- **What is being asked**: Return every line from the start of the rows through the line containing "negative clicks: (457, 184)", inclusive, reproduced character for character. Leave any pictures out of your answer.

- **Recorded data**:

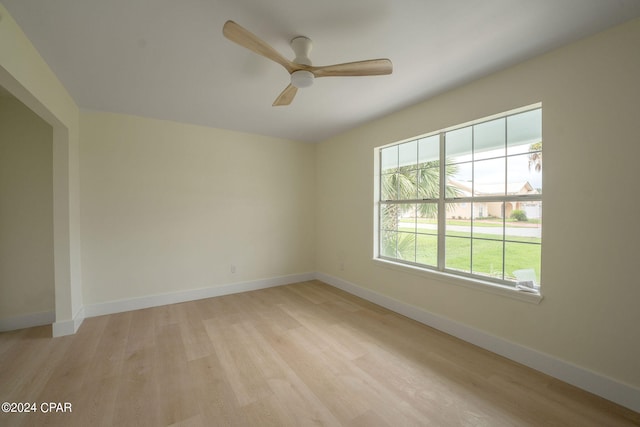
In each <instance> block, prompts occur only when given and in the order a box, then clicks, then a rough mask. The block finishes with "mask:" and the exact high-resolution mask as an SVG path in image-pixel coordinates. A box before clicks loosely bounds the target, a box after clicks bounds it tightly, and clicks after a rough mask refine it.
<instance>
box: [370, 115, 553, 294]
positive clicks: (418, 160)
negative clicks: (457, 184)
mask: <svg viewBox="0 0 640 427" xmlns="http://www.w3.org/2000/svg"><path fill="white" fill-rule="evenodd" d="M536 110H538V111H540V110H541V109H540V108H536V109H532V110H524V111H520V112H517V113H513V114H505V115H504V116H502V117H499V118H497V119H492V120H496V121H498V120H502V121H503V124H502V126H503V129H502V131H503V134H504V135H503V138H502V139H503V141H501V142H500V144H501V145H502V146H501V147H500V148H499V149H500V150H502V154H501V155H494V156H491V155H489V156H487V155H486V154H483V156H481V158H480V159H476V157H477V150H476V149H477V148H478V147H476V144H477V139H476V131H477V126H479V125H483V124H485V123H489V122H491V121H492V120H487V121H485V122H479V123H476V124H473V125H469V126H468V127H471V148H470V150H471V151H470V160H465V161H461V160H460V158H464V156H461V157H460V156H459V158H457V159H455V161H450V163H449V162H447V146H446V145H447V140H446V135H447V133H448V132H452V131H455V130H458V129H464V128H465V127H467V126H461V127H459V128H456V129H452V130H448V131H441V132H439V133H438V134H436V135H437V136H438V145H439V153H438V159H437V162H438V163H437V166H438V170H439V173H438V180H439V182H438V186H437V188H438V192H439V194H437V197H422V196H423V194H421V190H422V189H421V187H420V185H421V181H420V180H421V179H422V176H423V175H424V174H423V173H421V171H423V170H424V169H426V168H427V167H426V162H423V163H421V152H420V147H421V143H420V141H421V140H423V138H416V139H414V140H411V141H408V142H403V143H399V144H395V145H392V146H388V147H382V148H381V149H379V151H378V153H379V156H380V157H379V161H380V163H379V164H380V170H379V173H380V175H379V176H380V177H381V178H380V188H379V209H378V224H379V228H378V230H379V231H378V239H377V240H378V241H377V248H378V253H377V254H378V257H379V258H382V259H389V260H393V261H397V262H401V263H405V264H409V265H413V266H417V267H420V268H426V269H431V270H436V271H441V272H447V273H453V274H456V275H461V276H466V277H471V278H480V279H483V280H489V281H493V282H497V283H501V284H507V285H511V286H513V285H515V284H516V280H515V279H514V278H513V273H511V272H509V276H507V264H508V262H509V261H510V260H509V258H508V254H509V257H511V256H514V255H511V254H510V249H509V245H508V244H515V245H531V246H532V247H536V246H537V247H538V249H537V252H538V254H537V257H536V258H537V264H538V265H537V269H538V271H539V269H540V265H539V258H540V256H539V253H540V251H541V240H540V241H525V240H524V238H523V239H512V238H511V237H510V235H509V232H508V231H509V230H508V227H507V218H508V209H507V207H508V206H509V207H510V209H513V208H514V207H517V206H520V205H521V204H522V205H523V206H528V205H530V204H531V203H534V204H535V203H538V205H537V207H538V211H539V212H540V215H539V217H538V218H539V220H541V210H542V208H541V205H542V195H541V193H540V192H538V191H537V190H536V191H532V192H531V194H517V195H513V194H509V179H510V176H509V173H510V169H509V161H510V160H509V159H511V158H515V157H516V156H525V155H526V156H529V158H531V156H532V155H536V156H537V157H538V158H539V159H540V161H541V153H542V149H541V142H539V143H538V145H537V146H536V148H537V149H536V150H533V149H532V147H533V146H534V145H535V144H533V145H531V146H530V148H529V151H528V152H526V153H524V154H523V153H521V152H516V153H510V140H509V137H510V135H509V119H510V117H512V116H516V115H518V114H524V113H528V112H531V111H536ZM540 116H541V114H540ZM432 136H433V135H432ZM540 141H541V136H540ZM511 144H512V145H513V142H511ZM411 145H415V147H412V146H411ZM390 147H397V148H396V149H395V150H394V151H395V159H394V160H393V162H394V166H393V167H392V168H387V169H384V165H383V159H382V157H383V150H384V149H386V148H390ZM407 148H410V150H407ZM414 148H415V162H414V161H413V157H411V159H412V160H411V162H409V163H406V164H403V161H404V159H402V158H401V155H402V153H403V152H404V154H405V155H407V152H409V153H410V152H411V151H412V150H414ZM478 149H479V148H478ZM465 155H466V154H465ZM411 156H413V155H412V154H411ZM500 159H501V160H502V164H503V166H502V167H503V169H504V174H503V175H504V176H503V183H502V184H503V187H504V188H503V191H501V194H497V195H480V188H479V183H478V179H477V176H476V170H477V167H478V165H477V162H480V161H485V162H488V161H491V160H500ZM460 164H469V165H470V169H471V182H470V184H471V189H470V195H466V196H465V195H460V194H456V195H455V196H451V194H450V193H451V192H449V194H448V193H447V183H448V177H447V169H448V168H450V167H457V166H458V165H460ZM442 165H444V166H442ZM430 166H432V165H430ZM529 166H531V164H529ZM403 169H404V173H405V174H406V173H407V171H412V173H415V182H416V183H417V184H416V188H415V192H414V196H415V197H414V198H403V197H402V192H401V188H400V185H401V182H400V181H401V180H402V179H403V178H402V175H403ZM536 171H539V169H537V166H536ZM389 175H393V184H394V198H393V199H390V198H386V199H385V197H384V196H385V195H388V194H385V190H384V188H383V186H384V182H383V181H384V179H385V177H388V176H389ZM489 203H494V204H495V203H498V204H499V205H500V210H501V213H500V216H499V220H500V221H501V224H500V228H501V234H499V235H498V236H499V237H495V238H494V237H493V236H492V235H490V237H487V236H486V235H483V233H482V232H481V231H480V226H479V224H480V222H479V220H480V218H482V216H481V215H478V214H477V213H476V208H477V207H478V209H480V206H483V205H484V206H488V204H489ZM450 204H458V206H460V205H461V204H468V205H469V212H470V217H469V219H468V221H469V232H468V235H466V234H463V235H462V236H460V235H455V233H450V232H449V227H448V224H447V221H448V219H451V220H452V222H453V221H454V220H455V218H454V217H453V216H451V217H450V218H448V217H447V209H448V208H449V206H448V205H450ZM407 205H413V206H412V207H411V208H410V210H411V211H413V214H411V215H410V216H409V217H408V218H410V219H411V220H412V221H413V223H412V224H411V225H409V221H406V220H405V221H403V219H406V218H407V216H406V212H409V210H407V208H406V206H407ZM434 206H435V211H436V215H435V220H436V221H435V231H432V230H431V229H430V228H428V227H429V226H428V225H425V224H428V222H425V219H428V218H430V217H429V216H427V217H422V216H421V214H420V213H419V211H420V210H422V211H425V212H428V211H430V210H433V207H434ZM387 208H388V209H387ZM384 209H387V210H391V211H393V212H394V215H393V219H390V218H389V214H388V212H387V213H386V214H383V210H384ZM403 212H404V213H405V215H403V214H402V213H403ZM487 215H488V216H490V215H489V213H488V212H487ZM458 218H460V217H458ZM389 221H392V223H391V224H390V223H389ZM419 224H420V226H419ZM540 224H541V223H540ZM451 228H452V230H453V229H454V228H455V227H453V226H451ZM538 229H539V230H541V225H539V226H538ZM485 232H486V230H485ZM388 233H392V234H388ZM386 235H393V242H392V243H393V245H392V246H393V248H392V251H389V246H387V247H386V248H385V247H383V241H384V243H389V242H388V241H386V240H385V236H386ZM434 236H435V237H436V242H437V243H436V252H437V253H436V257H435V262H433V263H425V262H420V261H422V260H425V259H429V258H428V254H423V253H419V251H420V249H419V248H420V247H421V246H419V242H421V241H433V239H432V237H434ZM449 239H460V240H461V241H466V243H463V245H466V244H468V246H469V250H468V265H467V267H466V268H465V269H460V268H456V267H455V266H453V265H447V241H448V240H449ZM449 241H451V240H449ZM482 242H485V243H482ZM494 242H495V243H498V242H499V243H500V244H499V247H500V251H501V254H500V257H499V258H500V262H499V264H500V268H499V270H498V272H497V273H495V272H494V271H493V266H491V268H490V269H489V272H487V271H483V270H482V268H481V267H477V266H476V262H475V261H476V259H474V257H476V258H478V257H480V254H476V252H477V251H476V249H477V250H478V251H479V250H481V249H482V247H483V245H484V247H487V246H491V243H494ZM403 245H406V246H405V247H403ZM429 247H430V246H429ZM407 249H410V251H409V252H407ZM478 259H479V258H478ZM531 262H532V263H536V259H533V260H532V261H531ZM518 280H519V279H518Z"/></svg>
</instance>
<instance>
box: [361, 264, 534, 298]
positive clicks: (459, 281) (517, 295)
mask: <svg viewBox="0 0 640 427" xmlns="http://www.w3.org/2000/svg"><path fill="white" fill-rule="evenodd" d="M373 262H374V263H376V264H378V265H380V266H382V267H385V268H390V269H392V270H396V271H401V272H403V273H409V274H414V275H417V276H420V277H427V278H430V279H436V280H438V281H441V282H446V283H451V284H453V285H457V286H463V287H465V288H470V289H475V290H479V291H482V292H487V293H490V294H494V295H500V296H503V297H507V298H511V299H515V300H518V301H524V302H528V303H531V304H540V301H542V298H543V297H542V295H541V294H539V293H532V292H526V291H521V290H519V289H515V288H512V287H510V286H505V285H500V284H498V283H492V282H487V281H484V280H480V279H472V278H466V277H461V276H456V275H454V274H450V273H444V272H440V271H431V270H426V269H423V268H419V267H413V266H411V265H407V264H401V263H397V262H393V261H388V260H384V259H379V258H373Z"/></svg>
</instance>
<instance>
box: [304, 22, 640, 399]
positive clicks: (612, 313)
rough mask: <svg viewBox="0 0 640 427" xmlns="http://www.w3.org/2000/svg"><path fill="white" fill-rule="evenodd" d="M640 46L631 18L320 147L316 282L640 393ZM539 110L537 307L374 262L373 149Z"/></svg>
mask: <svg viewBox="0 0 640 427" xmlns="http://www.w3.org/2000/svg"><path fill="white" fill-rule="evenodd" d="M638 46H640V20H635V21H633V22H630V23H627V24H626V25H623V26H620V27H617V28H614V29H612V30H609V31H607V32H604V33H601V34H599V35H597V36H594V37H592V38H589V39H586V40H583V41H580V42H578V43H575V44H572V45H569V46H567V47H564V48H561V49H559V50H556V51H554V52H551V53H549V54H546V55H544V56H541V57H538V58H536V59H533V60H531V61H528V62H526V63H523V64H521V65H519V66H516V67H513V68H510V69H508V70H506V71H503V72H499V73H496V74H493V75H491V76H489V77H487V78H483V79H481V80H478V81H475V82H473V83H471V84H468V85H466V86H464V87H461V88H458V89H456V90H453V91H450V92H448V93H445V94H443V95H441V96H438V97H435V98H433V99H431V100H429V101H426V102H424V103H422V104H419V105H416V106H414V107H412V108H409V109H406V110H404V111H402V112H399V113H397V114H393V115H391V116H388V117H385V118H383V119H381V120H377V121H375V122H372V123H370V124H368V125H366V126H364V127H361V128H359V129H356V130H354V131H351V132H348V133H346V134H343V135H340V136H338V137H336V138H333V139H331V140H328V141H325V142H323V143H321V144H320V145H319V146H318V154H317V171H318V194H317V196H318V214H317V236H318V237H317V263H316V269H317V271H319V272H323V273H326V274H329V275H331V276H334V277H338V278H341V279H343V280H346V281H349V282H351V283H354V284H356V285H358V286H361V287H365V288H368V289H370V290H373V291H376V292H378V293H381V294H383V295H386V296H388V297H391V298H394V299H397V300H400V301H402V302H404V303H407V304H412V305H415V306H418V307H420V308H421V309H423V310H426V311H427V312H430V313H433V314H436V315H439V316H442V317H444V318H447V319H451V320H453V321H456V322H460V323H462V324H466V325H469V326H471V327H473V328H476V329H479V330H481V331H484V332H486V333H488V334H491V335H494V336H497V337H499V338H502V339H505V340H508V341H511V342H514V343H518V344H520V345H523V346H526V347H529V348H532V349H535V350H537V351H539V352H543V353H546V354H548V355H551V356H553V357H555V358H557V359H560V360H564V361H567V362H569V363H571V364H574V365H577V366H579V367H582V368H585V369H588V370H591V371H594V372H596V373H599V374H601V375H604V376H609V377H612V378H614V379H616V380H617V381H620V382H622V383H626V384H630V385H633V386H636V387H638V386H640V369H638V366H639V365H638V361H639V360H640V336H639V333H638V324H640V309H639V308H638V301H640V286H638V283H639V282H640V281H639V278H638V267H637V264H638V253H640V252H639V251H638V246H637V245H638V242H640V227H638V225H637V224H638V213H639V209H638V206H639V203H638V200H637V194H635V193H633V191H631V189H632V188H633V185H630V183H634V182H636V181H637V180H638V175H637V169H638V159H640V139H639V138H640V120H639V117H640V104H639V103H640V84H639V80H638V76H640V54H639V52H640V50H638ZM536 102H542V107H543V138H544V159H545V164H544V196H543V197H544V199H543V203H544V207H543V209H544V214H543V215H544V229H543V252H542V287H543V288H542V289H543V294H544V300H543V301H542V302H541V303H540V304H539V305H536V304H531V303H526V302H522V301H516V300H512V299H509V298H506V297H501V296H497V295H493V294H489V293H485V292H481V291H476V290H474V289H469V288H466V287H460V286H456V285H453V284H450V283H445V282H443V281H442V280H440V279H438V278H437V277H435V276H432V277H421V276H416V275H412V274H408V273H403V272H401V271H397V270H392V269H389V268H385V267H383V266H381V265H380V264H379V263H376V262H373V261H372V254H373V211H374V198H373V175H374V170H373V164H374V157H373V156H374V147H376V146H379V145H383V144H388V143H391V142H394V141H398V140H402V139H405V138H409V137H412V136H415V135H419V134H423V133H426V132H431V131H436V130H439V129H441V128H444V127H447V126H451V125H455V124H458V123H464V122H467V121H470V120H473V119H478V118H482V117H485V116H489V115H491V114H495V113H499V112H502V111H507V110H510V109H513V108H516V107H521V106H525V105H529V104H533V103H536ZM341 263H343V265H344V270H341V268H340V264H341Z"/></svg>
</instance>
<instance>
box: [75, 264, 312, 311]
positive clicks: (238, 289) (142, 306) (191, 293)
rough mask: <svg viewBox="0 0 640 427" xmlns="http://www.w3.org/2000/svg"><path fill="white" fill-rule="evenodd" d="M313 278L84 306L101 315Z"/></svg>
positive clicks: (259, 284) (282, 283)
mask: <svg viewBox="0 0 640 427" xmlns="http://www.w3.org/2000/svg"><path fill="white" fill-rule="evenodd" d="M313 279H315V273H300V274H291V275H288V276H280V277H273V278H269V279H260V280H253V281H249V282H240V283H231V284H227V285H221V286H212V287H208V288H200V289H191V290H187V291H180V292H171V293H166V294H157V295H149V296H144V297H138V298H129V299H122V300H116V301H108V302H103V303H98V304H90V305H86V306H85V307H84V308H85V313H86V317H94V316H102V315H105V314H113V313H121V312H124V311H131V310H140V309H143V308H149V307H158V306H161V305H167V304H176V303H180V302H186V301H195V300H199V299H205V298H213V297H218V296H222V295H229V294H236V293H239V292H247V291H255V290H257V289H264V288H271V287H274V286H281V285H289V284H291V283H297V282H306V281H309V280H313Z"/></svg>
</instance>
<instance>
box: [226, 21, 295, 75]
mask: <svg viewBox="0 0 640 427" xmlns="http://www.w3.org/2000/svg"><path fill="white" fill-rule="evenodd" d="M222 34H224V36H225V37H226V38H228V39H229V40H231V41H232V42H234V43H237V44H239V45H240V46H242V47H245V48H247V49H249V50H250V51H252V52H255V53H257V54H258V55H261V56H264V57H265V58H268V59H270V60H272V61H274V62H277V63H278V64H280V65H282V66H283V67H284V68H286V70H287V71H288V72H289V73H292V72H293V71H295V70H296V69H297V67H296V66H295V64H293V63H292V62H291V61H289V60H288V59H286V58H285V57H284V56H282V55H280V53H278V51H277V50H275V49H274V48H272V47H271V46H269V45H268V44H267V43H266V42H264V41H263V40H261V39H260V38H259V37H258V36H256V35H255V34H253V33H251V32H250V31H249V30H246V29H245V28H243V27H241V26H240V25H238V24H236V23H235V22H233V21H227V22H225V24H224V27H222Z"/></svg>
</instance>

- **Result of this exercise**:
In each <instance> block, prompts occur only when given and in the order a box, then clicks, then a rough mask. The block finishes with "mask:" and the exact high-resolution mask as an SVG path in image-pixel coordinates. A box before clicks loosely bounds the target, a box after clicks bounds it tightly, and clicks after a rough mask refine it.
<instance>
box: [370, 115, 553, 294]
positive clicks: (418, 160)
negative clicks: (457, 184)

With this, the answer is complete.